_Labeled contour entries_:
==*==

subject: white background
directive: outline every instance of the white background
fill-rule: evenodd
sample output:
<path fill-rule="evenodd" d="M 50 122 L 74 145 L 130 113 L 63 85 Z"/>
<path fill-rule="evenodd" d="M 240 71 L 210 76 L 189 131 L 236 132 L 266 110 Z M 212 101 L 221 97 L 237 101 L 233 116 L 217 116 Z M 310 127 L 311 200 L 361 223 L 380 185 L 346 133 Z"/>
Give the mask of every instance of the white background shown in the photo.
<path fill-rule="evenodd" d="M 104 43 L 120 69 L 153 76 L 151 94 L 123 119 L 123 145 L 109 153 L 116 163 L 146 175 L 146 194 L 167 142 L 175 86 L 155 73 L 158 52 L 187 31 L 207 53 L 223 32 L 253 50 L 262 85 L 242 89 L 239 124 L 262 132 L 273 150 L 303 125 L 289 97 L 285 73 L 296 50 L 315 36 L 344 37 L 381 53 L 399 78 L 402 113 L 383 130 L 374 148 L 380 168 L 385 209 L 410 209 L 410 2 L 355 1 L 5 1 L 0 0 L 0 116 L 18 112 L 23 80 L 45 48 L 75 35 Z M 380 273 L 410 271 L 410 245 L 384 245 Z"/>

==*==

Can you quote every one of the records above, line for line, without changing anything?

subject: white background
directive: outline every instance of the white background
fill-rule: evenodd
sample output:
<path fill-rule="evenodd" d="M 50 122 L 74 145 L 130 113 L 63 85 Z"/>
<path fill-rule="evenodd" d="M 240 71 L 210 76 L 189 131 L 236 132 L 266 110 Z M 212 101 L 221 97 L 237 101 L 233 116 L 217 116 Z M 310 127 L 311 200 L 361 223 L 380 185 L 346 133 Z"/>
Give the mask of every instance of the white background shown in the photo.
<path fill-rule="evenodd" d="M 104 43 L 120 69 L 153 76 L 151 94 L 123 119 L 123 145 L 109 153 L 116 163 L 146 175 L 146 194 L 167 142 L 175 86 L 155 73 L 158 52 L 187 31 L 207 53 L 223 32 L 253 50 L 262 85 L 242 89 L 239 124 L 262 132 L 273 150 L 303 125 L 289 97 L 285 73 L 296 50 L 315 36 L 344 37 L 381 53 L 399 78 L 402 113 L 383 130 L 374 148 L 380 168 L 385 209 L 410 209 L 410 2 L 355 1 L 5 1 L 0 0 L 0 116 L 18 112 L 23 80 L 45 48 L 75 35 Z M 380 273 L 410 271 L 410 245 L 384 245 Z"/>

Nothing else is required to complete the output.